■ The request ■
Reproduce the part of the records that opens with the line containing "find the cherub's head" and closes at the end of the records, with each coordinate offset by 112.

■ Coordinate annotation entries ■
────────
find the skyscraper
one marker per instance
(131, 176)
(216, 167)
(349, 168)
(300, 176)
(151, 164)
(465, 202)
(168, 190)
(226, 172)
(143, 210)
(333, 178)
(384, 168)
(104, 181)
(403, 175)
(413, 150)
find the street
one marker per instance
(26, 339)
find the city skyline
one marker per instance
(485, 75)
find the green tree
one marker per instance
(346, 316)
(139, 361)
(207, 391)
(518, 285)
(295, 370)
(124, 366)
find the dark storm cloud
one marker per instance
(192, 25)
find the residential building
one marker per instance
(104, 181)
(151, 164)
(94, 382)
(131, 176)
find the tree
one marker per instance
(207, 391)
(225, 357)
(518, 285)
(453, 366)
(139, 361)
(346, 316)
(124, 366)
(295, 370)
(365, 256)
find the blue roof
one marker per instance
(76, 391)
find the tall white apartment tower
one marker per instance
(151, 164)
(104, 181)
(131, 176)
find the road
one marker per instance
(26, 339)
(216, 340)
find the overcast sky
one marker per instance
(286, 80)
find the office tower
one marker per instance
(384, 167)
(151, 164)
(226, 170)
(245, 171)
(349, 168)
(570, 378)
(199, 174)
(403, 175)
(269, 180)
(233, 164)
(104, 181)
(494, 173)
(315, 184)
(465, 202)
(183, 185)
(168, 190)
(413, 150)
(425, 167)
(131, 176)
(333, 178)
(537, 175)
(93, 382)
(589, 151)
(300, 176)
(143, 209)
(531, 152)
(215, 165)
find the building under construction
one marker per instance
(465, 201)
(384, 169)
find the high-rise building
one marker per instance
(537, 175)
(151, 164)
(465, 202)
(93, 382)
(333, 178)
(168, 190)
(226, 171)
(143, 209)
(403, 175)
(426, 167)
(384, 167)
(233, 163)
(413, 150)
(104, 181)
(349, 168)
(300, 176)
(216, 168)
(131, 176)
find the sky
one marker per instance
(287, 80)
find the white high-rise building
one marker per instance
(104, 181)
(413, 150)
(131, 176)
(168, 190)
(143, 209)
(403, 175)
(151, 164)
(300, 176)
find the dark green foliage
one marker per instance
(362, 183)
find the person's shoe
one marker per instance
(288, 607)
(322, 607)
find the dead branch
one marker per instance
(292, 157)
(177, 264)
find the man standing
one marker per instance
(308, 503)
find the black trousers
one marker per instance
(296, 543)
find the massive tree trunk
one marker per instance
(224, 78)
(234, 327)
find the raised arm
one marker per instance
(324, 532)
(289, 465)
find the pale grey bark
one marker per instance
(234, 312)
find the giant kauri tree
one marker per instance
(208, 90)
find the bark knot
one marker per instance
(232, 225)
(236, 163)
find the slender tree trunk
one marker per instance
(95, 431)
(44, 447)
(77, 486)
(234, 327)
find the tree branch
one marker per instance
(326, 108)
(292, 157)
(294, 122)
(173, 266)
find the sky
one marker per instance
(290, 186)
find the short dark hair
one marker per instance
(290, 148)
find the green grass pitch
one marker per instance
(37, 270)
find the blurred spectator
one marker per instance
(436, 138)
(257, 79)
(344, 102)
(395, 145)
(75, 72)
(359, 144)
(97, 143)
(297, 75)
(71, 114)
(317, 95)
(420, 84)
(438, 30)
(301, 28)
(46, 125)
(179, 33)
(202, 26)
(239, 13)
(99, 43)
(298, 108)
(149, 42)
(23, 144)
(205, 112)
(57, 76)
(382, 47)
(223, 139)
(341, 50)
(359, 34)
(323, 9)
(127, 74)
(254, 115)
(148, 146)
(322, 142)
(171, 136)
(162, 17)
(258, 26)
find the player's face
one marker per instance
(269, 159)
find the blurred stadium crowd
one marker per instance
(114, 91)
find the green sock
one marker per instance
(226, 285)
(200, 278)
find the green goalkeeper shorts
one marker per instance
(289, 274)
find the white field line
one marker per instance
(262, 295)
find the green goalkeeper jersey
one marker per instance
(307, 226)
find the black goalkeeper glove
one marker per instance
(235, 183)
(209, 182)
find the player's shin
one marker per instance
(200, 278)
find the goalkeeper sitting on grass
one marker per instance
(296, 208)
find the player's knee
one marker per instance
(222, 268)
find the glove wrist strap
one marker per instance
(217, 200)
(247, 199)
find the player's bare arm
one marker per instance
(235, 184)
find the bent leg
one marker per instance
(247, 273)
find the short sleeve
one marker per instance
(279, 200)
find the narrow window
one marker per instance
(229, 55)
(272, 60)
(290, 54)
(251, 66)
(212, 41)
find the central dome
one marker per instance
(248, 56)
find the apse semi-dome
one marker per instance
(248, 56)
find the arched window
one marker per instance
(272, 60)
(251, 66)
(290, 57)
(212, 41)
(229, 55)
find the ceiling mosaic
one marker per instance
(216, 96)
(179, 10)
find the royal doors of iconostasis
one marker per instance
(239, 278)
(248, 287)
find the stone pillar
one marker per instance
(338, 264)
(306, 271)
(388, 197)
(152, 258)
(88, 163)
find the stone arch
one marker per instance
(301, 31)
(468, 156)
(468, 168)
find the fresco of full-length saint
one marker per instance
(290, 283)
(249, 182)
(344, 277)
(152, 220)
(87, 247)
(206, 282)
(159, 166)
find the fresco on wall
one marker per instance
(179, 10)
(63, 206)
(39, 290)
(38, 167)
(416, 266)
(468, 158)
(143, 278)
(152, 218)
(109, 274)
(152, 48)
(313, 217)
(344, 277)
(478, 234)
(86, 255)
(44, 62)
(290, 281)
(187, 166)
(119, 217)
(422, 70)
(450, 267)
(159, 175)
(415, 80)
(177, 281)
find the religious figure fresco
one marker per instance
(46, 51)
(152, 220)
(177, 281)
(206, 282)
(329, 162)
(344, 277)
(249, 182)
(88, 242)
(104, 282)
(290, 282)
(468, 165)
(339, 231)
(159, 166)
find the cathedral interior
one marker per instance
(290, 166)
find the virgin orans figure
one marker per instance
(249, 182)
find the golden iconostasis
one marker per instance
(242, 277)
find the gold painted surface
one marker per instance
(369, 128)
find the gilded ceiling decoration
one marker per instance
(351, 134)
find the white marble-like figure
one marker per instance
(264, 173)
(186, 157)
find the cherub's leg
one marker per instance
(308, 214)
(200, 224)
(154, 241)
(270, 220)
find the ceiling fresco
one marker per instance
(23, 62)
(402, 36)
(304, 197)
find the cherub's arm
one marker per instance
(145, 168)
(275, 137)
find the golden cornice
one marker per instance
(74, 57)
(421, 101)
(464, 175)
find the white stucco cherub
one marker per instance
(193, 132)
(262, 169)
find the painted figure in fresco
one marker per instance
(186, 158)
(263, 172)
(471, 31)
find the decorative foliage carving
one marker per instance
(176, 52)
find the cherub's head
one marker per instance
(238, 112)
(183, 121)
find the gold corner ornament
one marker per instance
────────
■ Right answer ■
find the cherub's head
one marker per instance
(350, 224)
(295, 233)
find the gold corner ornament
one marker per instance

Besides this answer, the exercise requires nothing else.